Written task: Recast the material as a Markdown table with the columns Row and Line, starting with the line that contains "Could you provide the mask of every instance of the bucket" and going on through the line that contains "M71 440L190 425L221". Number the rows in order and leave out blank lines.

- - -

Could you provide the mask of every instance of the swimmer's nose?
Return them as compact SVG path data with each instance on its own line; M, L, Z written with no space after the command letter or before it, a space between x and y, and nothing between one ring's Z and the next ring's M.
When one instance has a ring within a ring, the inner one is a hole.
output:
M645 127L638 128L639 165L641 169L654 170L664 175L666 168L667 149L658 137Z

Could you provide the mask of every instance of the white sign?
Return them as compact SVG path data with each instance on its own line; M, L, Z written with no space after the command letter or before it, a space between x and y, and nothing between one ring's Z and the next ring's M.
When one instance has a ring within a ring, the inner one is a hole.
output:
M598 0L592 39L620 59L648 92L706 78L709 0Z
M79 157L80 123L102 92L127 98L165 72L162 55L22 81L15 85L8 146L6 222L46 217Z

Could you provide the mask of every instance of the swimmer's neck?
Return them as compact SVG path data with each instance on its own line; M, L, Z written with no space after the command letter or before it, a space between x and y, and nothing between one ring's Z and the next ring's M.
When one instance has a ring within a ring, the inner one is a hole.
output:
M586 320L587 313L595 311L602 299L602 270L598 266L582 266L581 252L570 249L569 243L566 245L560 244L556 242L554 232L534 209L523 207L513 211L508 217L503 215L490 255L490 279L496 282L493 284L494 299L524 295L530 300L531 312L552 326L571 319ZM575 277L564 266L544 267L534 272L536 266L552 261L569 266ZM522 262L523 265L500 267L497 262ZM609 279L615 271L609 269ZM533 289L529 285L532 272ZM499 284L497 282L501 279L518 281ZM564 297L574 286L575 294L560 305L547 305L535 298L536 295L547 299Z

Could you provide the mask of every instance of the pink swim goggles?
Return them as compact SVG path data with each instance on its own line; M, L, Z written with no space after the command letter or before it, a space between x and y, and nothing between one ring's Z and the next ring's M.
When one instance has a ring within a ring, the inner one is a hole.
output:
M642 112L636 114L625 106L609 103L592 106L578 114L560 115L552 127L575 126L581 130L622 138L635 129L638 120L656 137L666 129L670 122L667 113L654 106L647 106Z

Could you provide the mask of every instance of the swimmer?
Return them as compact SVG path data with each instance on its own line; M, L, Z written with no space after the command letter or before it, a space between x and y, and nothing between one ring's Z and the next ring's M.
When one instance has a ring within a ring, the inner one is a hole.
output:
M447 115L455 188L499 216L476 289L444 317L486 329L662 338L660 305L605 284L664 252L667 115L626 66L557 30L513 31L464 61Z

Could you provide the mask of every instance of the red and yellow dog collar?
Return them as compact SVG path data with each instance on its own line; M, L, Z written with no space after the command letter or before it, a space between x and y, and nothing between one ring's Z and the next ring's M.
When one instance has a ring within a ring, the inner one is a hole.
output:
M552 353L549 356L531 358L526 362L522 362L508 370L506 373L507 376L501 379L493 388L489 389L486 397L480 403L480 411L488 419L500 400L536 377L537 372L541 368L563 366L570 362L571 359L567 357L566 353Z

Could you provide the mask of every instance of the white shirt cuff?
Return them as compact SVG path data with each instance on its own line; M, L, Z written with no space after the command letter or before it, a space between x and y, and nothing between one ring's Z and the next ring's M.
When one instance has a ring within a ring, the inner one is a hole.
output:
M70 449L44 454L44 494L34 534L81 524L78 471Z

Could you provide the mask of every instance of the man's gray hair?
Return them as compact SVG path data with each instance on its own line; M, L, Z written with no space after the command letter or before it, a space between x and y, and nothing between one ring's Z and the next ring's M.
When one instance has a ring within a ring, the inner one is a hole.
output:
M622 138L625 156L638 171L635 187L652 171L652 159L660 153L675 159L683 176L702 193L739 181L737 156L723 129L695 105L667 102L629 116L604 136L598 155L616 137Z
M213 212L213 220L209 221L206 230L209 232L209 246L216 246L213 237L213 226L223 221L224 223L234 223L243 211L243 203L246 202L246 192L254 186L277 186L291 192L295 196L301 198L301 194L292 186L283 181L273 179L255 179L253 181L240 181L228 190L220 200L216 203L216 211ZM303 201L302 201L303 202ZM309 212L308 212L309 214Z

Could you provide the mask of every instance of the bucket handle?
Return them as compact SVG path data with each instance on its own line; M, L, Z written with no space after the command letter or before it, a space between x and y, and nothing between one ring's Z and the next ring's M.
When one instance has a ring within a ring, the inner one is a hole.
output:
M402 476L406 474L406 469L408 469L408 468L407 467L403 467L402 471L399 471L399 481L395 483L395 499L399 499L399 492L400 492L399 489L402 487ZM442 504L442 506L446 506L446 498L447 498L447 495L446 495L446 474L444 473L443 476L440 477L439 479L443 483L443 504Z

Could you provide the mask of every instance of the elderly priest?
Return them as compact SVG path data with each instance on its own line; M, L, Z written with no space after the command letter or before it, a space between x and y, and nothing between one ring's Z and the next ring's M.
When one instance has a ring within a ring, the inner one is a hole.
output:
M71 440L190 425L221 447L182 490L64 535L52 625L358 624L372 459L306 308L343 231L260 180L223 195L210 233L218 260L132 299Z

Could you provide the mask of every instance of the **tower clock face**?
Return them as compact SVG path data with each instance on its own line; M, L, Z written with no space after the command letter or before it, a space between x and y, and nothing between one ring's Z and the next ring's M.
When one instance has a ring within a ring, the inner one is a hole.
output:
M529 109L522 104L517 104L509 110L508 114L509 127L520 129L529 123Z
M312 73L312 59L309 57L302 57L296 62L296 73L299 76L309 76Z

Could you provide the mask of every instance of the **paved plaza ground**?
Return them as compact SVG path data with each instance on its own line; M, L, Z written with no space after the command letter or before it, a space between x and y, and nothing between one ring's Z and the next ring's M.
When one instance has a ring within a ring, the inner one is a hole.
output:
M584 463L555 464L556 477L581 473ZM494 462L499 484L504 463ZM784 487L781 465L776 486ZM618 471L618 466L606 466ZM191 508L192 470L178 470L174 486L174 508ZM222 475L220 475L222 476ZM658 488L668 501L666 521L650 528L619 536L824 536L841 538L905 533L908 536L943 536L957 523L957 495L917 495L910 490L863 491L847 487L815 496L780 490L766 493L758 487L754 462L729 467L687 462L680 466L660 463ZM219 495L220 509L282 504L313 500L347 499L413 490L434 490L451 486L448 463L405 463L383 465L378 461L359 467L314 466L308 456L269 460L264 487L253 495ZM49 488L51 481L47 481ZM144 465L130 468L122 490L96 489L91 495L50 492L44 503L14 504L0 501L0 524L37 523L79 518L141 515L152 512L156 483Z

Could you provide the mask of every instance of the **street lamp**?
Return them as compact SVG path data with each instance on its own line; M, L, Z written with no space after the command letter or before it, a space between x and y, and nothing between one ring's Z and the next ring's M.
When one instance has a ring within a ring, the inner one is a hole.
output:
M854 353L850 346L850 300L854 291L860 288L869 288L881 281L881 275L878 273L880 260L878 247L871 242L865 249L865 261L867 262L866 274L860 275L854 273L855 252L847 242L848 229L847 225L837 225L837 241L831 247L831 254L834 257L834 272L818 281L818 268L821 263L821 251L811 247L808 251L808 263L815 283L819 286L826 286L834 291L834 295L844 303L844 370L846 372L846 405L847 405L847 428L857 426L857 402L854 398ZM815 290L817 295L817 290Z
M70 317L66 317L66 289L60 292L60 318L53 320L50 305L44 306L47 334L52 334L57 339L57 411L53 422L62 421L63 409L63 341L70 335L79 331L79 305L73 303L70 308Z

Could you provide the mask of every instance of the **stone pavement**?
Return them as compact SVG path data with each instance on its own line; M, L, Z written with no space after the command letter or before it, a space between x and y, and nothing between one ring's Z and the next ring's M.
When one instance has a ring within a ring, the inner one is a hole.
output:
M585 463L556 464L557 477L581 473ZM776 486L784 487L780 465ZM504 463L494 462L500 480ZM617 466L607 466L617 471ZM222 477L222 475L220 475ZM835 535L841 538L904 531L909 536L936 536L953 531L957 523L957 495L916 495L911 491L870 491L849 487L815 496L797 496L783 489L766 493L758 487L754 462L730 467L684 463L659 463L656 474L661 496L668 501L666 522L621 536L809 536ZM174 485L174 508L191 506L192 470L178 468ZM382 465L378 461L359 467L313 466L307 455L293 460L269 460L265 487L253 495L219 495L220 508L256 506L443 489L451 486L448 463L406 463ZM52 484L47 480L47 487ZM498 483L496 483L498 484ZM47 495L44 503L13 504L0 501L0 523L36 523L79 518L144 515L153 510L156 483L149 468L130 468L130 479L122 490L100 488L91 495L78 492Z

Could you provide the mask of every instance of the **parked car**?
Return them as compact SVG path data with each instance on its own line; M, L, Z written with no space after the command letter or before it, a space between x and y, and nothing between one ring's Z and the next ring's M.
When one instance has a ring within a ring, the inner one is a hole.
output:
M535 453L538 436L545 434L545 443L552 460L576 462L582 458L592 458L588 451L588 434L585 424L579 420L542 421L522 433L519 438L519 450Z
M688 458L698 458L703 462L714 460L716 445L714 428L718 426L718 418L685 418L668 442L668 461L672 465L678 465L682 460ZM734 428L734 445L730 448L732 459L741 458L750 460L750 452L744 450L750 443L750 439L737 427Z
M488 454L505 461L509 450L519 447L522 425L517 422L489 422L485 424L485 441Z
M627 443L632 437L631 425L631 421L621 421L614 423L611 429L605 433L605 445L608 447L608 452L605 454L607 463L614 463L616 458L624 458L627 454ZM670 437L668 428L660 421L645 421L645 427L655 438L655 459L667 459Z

- - -

Full output:
| Row | Line |
|---|---|
| 1 | Could you provide the mask of every instance of the bucket handle? |
| 2 | Return them as compact SVG path data with each instance on its own line; M, L, Z written with no space after the command letter or before it, a space between x and y, and nothing between one ring's Z and the next ring's M. |
| 3 | When one instance has a ring within a ring, the inner one is a hole. |
| 4 | output: |
| 5 | M402 476L406 474L406 469L408 469L408 468L407 467L403 467L402 471L399 471L399 481L395 483L395 499L399 499L399 492L400 492L399 489L402 487ZM442 504L442 506L446 506L446 498L447 498L447 495L446 495L446 474L444 473L443 476L440 477L439 479L443 483L443 504Z |
| 6 | Could you provide the mask of every instance of the elderly priest? |
| 7 | Return them as compact SVG path data with each instance on its own line; M, L, Z written with no space after the command letter or before it, a space between x and y, and nothing between one ring's Z and the next ring's M. |
| 8 | When one instance has a ring within a ring, the inner one is a hole. |
| 9 | output: |
| 10 | M71 440L190 425L221 447L182 490L64 535L52 625L358 624L372 459L306 308L343 231L260 180L223 195L210 233L218 260L132 299Z |